Excerpt provided:
'''

Oracle Clusterware Main Log
Files:
- Cluster Ready Service (CRS) logs are in <Grid_Home>/log/<hostname>/crsd/. The crsd.log file is archived every 10 MB (crsd.l01, crsd.l02,...)
- Cluster Synchronization Service (CSS) logs are in <Grid_Home>/log/<hostname>/cssd/. The cssd.log file is archived every 20 MB (cssd.l01, cssd.l02,...)
- Event Manager (EVM) logs are in <Grid_Home>/log/<hostname>/evmd.
- SRVM (srvctl) and OCR (ocrdump, ocrconfig, ocrcheck) logs are in <Grid_Home>/log/<hostname>/client/ and $ORACLE_HOME/log/<hostname>/client/.
- Important Oracle Clusterware alerts can be found in alert<nodename>.log in the <Grid_Home>/log/<hostname> directory.
- Oracle Cluster Registry tools (ocrdump, ocrcheck, ocrconfig) logs can be found in <Grid_Home>/log/<hostname>/client.
- In addition, important Automatic Storage Management (ASM)related trace and alert information can be found in the <Grid_Base>/diag/asm/+asm/+ASMn directory, specifically the log and trace directories.

'''

Records provided:
'''

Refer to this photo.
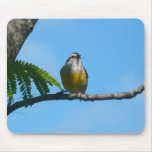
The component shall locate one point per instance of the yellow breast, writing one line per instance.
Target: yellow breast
(74, 82)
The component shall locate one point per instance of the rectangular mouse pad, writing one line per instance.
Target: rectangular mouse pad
(75, 76)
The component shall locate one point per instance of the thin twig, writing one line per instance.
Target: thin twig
(85, 97)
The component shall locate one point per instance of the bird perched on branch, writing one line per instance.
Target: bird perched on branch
(73, 75)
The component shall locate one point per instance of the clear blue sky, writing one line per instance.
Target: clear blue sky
(112, 52)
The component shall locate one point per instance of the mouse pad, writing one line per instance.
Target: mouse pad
(75, 76)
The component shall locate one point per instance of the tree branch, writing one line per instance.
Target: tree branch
(85, 97)
(17, 32)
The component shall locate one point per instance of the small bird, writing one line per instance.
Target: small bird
(73, 75)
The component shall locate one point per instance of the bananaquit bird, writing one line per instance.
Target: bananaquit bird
(73, 74)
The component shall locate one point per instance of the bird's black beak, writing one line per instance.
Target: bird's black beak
(78, 57)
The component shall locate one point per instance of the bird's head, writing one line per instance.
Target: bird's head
(74, 58)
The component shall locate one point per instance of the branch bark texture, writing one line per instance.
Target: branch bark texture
(17, 32)
(85, 97)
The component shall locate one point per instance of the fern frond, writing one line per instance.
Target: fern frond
(23, 73)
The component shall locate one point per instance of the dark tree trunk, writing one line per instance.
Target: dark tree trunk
(17, 32)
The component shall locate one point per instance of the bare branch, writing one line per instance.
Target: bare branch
(17, 32)
(85, 97)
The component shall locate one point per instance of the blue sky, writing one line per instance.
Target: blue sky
(112, 52)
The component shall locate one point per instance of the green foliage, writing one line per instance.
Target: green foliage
(22, 74)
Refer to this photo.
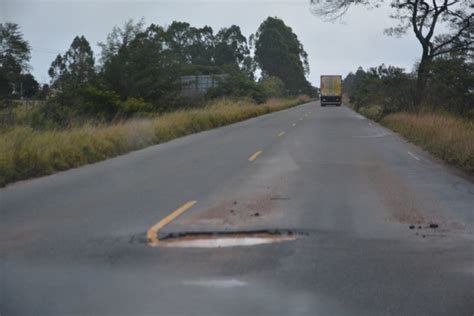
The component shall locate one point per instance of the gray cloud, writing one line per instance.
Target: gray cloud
(333, 48)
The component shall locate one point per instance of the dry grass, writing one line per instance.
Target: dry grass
(450, 138)
(26, 153)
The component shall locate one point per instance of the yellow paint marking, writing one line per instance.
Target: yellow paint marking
(254, 156)
(152, 233)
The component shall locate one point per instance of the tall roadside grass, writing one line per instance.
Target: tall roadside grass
(448, 137)
(27, 153)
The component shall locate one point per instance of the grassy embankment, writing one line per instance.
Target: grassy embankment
(447, 137)
(27, 153)
(444, 135)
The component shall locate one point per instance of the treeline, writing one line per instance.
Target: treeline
(139, 69)
(382, 90)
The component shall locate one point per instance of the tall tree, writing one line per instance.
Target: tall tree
(118, 38)
(279, 53)
(191, 45)
(423, 17)
(144, 68)
(75, 67)
(14, 57)
(230, 46)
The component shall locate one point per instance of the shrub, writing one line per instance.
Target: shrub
(273, 87)
(133, 106)
(373, 112)
(238, 84)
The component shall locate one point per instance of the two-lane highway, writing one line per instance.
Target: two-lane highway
(308, 211)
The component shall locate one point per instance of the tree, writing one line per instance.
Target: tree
(423, 17)
(75, 67)
(189, 44)
(29, 86)
(118, 38)
(144, 67)
(230, 46)
(14, 57)
(279, 53)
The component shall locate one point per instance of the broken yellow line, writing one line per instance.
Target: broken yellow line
(152, 233)
(254, 156)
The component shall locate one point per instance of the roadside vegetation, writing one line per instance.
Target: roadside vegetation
(138, 92)
(27, 152)
(446, 136)
(442, 124)
(432, 106)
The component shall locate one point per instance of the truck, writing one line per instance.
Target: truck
(331, 90)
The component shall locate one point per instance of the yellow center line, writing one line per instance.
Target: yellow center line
(152, 233)
(254, 156)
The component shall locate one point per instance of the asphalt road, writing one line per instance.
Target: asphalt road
(341, 190)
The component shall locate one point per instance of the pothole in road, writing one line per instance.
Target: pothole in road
(224, 239)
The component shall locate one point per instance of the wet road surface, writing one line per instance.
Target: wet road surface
(308, 211)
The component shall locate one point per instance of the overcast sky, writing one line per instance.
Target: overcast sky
(333, 48)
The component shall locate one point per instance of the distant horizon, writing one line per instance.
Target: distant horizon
(49, 27)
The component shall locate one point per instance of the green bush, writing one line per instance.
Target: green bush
(133, 106)
(374, 112)
(95, 102)
(273, 87)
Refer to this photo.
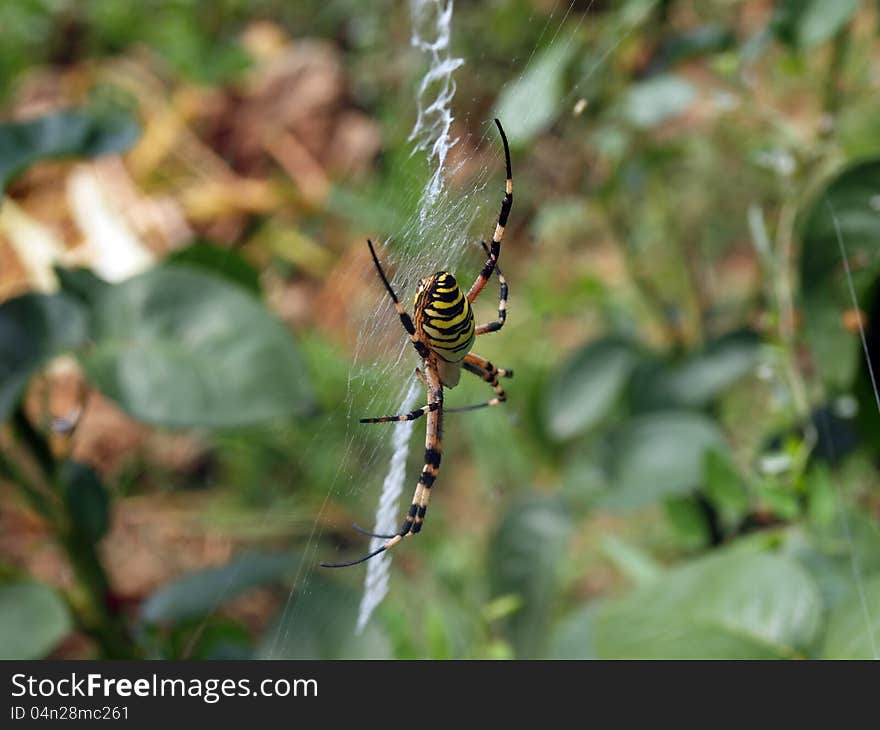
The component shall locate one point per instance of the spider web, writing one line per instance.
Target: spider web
(443, 234)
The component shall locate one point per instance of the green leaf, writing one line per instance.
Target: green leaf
(33, 619)
(731, 605)
(81, 133)
(524, 558)
(701, 377)
(530, 104)
(33, 329)
(649, 103)
(852, 201)
(588, 385)
(224, 262)
(80, 283)
(319, 623)
(807, 23)
(202, 592)
(854, 624)
(658, 454)
(177, 347)
(688, 521)
(725, 488)
(631, 560)
(87, 501)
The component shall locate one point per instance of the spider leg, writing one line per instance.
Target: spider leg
(405, 319)
(473, 364)
(415, 517)
(371, 534)
(502, 303)
(411, 416)
(495, 250)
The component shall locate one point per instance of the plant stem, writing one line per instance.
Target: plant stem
(90, 599)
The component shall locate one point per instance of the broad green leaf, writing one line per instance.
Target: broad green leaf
(656, 100)
(33, 619)
(658, 454)
(572, 637)
(204, 591)
(531, 103)
(705, 39)
(850, 203)
(701, 377)
(33, 329)
(224, 262)
(319, 623)
(87, 501)
(79, 133)
(688, 520)
(631, 560)
(588, 385)
(732, 605)
(178, 347)
(854, 624)
(807, 23)
(524, 558)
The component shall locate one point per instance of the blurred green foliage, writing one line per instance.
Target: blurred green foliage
(686, 464)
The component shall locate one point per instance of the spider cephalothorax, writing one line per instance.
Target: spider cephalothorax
(442, 331)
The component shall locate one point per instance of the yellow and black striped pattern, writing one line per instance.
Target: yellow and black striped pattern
(443, 317)
(442, 332)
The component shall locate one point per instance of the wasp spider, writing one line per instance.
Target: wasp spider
(442, 331)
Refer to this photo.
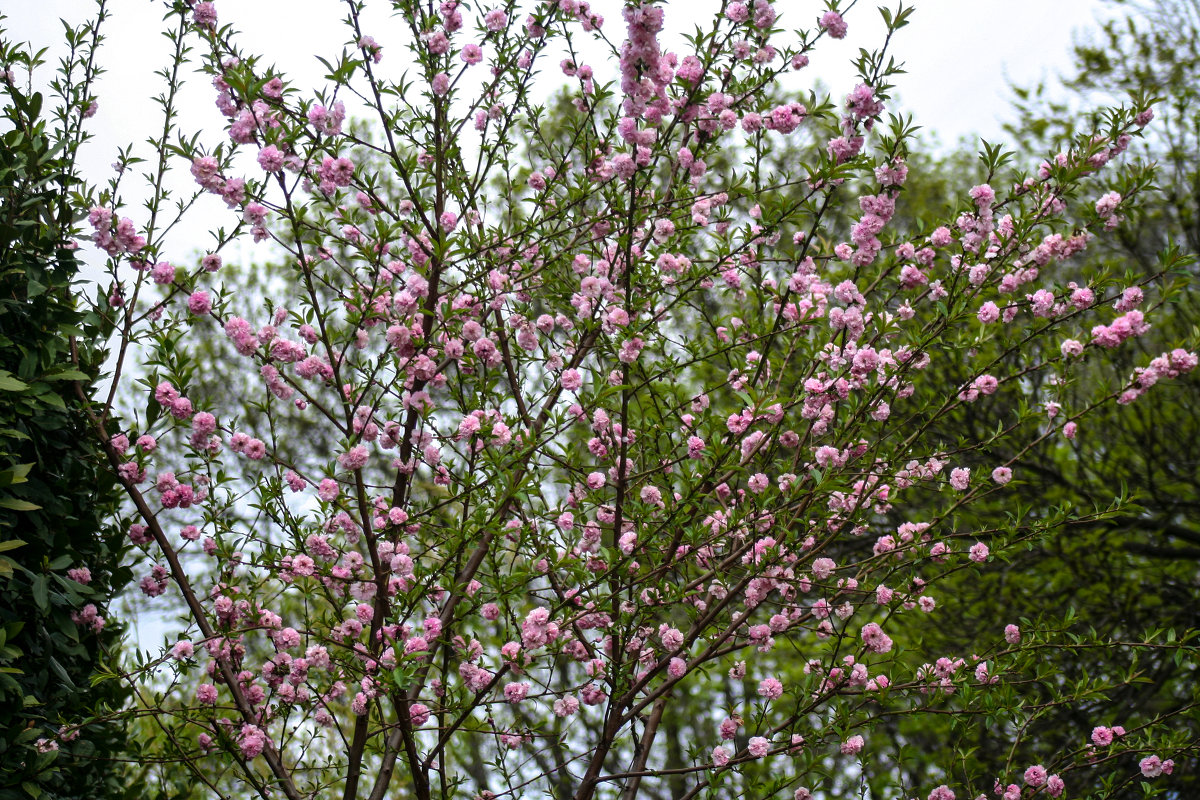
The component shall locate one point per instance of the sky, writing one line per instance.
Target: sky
(960, 56)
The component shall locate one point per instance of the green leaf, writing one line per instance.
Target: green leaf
(18, 505)
(10, 384)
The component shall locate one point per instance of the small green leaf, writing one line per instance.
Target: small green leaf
(10, 384)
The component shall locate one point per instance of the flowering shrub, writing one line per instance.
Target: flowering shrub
(568, 434)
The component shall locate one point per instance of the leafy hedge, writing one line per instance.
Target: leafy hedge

'''

Problem A: In the Oracle Clusterware log file list, how often is the cssd.log file archived?
Problem B: Pick up the Oracle Clusterware log file list after its final line and keep writing it.
Leave the entries aside; nothing here depends on them.

Output A: Every 20 MB.

Output B:
Diagnostics Collection Script:
- Use the diagcollection.pl
script to collect diagnostic information from an Oracle Grid Infrastructure
installation. The diagnostics provide additional information so that Oracle
Support can resolve problems. This script is located in
<Grid_Home>/bin
/u01/app/11.2.0/grid/bin/diagcollection.pl
--collect
#
/u01/app/11.2.0/grid/bin/diagcollection.pl --collect
Production Copyright 2004, 2008, Oracle. All rights reserved
Cluster Ready Services (CRS) diagnostic collection tool
The following diagnostic archives will be created in the local directory.
crsData_host01_20090729_1013.tar.gz -> logs,traces and cores from CRS home. Note: core files will be packaged only with the --core option.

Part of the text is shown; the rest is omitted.